Your instructions: Copy the stretch from the line containing "the white wooden" through the line containing "[0, 116, 300, 450]", renaming "table" to "desk" and leaving everything else unchanged.

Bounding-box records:
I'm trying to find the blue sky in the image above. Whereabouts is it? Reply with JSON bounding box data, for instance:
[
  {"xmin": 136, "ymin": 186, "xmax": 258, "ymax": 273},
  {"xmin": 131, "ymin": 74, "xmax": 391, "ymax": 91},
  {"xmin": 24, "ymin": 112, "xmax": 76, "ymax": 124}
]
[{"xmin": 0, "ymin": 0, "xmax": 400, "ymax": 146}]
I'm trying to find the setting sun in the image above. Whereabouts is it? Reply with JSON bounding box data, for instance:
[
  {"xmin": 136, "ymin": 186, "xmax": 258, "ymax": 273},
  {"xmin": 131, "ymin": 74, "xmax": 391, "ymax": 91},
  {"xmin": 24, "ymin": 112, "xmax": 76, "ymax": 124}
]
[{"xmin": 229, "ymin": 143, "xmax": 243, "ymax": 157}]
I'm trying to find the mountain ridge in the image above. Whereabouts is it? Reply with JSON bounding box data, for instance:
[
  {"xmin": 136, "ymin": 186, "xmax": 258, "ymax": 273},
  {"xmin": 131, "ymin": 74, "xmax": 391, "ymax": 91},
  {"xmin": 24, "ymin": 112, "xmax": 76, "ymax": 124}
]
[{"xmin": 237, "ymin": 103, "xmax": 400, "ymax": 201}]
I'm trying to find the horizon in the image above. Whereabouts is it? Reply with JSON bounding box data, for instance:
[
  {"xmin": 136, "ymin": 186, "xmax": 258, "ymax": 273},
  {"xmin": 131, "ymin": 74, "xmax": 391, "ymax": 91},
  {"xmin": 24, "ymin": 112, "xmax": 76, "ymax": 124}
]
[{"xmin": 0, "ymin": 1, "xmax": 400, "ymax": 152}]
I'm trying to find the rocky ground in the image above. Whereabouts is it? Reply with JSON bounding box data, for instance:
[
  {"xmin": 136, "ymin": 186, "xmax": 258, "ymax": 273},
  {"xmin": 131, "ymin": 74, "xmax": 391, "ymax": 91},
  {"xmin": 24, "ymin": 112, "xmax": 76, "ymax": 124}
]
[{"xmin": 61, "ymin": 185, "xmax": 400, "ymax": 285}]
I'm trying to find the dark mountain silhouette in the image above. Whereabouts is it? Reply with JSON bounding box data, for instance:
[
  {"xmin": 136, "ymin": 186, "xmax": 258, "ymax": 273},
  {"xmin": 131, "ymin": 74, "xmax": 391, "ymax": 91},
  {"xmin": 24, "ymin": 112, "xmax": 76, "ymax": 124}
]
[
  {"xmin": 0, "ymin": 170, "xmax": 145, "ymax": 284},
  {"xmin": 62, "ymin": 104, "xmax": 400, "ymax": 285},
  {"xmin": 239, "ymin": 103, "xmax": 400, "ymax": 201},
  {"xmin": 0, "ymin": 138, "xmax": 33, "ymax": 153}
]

...

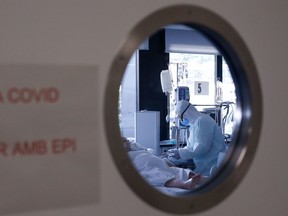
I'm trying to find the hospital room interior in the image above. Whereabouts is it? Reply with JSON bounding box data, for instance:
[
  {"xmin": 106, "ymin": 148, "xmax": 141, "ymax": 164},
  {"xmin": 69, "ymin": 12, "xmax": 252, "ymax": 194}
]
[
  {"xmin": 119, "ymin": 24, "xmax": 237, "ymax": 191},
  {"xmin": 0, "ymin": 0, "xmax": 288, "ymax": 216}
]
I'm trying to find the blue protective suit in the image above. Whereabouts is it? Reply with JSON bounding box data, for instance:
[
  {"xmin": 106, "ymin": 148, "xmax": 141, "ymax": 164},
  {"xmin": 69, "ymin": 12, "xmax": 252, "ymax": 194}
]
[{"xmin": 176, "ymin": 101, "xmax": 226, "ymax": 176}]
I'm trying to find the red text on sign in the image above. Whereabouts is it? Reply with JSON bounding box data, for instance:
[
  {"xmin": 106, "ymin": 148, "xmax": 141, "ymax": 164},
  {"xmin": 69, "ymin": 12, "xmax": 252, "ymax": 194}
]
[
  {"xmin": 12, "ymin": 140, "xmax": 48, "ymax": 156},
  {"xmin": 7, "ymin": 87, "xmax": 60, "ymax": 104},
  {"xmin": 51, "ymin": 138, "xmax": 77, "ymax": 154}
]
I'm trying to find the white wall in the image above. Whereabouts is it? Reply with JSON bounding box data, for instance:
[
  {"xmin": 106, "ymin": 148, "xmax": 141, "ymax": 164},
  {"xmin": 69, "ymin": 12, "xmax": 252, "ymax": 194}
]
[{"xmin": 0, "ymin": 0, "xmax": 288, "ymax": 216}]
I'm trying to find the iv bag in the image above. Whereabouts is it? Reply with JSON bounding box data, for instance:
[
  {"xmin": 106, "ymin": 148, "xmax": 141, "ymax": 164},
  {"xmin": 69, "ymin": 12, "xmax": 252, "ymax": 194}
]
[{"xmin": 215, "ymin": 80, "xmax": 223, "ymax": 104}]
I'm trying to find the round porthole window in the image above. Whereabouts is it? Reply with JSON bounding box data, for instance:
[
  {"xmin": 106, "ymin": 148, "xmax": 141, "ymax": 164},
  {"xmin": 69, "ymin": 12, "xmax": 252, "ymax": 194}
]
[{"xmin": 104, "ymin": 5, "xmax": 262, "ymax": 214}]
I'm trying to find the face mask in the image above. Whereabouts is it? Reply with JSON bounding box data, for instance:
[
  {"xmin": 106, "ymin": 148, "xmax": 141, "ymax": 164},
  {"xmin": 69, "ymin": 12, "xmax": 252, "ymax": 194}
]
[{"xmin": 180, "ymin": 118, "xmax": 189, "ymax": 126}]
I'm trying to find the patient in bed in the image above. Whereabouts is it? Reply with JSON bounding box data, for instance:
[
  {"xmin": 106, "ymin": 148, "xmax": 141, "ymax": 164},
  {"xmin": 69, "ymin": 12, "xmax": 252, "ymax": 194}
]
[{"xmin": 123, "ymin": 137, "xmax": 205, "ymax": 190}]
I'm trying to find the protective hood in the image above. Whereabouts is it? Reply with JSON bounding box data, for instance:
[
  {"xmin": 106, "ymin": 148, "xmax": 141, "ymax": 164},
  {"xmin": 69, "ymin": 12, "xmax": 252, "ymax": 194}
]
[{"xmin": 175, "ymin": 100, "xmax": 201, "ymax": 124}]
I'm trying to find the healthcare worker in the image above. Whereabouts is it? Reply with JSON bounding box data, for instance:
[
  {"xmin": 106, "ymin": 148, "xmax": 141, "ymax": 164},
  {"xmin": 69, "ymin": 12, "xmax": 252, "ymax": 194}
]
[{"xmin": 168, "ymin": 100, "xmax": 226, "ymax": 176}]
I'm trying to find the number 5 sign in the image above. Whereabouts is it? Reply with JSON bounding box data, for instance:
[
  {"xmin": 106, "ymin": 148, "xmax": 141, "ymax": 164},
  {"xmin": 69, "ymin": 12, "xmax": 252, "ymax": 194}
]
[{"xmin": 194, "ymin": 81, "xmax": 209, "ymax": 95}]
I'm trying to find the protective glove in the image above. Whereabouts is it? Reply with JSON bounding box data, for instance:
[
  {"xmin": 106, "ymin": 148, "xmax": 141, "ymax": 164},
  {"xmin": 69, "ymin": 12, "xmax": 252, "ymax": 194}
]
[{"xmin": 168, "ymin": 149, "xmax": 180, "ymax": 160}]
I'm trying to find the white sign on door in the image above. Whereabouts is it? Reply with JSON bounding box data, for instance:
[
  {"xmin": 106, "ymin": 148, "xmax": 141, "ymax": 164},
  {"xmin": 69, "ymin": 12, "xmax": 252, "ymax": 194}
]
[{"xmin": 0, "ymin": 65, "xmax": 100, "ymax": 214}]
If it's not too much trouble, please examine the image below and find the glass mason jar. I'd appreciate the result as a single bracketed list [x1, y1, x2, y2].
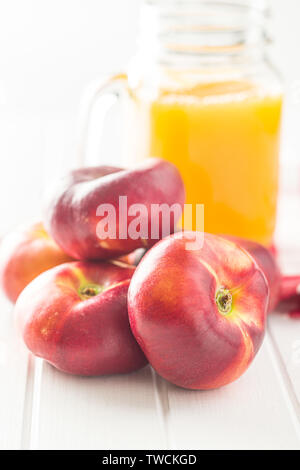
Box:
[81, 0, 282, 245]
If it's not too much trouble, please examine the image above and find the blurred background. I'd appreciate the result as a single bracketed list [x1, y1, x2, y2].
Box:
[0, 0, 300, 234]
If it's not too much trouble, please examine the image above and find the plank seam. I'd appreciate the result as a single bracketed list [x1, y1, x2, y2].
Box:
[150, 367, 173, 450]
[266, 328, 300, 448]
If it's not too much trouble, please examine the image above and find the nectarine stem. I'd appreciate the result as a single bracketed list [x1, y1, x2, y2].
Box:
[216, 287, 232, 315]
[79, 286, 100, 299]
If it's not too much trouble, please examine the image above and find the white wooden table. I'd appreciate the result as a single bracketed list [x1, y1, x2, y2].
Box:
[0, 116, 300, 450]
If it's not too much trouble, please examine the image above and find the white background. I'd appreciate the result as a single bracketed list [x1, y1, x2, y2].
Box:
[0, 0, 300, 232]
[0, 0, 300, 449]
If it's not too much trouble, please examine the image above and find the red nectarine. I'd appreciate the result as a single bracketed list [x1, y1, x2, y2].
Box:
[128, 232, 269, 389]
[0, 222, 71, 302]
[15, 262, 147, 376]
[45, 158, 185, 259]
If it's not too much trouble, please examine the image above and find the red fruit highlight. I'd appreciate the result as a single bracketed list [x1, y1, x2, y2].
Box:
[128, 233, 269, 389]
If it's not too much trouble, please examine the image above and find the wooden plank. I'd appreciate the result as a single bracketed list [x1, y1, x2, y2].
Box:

* * *

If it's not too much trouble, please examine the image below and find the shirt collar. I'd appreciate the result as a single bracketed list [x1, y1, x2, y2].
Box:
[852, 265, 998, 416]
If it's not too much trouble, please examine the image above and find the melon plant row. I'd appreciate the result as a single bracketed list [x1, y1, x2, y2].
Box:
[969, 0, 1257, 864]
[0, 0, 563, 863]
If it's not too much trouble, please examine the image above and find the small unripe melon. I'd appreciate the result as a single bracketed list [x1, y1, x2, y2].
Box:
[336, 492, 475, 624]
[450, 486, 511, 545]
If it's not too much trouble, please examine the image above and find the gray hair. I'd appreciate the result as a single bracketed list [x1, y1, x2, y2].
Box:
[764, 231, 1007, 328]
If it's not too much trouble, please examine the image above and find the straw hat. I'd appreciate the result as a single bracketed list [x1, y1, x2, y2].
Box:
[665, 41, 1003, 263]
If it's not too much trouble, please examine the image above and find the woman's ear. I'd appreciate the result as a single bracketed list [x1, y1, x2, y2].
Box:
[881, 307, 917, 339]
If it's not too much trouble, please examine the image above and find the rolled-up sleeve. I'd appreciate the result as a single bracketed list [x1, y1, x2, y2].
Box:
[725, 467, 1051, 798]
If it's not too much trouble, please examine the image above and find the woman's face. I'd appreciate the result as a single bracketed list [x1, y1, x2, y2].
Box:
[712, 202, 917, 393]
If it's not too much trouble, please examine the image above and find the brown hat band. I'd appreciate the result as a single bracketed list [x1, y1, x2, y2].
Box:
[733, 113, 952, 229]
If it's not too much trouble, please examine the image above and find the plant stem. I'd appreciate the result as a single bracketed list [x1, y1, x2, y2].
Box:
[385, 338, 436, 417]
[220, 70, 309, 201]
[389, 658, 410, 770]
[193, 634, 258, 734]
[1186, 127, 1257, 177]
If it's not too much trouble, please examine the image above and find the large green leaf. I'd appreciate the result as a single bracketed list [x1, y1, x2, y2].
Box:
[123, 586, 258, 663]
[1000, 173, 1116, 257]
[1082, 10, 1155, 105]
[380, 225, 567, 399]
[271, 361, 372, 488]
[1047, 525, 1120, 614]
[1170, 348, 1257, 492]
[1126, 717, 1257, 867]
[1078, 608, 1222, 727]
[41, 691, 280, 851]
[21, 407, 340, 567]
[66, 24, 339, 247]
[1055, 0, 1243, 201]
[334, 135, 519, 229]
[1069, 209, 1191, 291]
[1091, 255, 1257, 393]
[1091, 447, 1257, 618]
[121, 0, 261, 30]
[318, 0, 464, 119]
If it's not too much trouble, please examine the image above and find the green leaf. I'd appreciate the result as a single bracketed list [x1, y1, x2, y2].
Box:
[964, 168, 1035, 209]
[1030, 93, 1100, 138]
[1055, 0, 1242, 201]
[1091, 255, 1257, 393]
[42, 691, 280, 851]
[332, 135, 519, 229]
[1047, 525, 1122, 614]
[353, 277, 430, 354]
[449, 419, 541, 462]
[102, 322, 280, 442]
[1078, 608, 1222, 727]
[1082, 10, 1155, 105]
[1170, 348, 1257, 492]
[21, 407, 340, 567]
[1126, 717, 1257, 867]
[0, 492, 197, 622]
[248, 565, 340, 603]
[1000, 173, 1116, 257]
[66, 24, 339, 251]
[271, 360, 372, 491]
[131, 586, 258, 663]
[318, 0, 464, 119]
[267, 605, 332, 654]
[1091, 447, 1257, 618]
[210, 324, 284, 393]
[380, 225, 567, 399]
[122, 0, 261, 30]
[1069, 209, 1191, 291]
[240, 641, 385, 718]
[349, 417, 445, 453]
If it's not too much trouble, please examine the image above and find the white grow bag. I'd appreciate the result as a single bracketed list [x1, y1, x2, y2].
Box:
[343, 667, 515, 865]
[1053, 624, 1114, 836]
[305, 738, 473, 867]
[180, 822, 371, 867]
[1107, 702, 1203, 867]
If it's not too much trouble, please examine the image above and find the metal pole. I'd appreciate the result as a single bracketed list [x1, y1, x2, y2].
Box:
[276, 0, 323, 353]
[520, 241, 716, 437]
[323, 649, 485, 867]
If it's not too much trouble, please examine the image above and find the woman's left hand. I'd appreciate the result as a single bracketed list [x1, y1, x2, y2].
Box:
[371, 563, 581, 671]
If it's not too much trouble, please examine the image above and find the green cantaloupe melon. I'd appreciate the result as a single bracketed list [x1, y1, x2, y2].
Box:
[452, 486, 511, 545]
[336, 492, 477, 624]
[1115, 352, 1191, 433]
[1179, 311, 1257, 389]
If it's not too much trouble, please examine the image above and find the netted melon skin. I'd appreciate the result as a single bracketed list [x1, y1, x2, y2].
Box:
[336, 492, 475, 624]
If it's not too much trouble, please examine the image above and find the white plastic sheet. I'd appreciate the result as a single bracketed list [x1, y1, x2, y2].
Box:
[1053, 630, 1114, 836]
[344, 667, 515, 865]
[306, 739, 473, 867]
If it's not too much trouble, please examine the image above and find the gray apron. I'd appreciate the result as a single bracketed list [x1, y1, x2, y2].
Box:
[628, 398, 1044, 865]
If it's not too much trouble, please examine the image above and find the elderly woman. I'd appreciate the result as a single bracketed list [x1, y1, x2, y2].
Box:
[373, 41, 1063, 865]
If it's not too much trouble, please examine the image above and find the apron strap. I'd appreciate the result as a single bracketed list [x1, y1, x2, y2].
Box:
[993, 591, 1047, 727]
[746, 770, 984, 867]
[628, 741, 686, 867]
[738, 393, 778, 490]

Exercise result:
If it's not too much trouble, please examine the image above and find the white wooden desk. I'd appreciate the result as a single bracketed list [x1, y1, x2, y2].
Box:
[0, 116, 300, 450]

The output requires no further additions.